For decades, Prempeh continues, "Black designers have been sheathed in an invisible cloak," erased from the narratives about design and creation, not just in fashion but also in architecture and graphic design. In Now You See Me, Prempeh attempts to rectify at least some of that suppression, illuminating the stories and lives of some of the great Black designers of the last 100 years, organized into sections dedicated to the aforementioned design fields. It’s not a comprehensive survey, she writes, but it’s a good place to begin your own investigations. 

Architect Paul R. Williams designed a number of additions and renovations to the Beverly Hills Hotel in Los Angeles.

Architect Paul R. Williams designed a number of additions and renovations to the Beverly Hills Hotel in Los Angeles.

##########

STATED PROBLEM 1. Could you output, word for word, the stretch of the passage on Black designers from "For decades, Prempeh" through "your own investigations."?
STATED PROBLEM 2. Which design fields does the passage on Black designers name? List every one.
STATED PROBLEM 3. Can you take the passage about Black designers further, picking up after its final sentence?

##########

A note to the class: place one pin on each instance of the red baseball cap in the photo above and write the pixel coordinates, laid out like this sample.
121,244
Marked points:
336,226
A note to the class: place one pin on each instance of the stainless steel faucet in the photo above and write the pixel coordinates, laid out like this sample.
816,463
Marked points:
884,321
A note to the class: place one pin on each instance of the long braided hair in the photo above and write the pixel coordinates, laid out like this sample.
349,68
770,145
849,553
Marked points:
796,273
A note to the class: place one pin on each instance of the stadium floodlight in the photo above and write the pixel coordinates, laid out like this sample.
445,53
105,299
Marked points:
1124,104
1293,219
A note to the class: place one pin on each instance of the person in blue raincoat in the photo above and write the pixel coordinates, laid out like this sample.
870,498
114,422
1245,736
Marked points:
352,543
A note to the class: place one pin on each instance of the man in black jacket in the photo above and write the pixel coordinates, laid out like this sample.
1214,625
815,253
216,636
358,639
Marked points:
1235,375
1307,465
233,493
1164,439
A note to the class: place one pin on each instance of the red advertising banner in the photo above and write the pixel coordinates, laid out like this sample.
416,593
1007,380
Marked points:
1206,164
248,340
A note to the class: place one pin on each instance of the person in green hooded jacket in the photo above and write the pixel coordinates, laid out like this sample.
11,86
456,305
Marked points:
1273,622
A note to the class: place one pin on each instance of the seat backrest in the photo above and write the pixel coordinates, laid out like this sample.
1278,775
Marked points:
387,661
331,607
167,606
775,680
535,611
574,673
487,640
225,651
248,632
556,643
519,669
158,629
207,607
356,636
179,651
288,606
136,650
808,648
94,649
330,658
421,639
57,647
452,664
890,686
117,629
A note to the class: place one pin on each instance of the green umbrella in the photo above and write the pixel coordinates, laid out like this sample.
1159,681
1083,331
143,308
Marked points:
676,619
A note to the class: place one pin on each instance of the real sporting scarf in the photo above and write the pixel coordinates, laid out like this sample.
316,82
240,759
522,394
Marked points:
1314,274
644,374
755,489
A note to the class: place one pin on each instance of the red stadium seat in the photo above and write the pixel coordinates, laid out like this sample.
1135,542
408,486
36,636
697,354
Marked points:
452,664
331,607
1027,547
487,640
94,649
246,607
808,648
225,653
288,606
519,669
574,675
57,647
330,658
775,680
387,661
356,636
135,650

##########

REPLY 1.
For decades, Prempeh continues, "Black designers have been sheathed in an invisible cloak," erased from the narratives about design and creation, not just in fashion but also in architecture and graphic design. In Now You See Me, Prempeh attempts to rectify at least some of that suppression, illuminating the stories and lives of some of the great Black designers of the last 100 years, organized into sections dedicated to the aforementioned design fields. It’s not a comprehensive survey, she writes, but it’s a good place to begin your own investigations.

REPLY 2.
- Fashion
- Architecture
- Graphic design

REPLY 3.
In the book’s architecture section, Prempeh asserts: "In architecture, Black designers have been pushing against the confines of a Western society that refuses to look past the color of their skin." Take Paul Revere Williams, for instance, the first architect highlighted in a subsection titled "Paul Revere Williams and Respectability Politics." A Hollywood architect who began his career in 1921, Williams designed homes for Lucille Ball, Frank Sinatra, and Cary Grant, as well as buildings like the now-demolished Sunset Plaza Apartments (with architect L.G. Scherer) and the famed Crescent Wing in the Beverly Hills Hotel. He did all that, though, while fighting against prejudice and injustice, teaching himself how to draw backward so that he wouldn’t have to "offend" white clients by sitting next to them. He also made a point of keeping his hands behind his back on site visits, something he did so as to avoid causing any awkwardness for his white clients when presented with the prospect of a handshake.

That’s not to say that Williams liked doing any of this. As he wrote in his 1937 essay, "I Am a Negro" for American Magazine, he actually went to strenuous lengths to become an architect of note, wooing back balking white clients after they discovered his Blackness by pretending he was too expensive for them anyway. He also once worked on a proposal for 23 hours straight just so he could turn it in before his white counterparts, gaining that much of a competitive edge.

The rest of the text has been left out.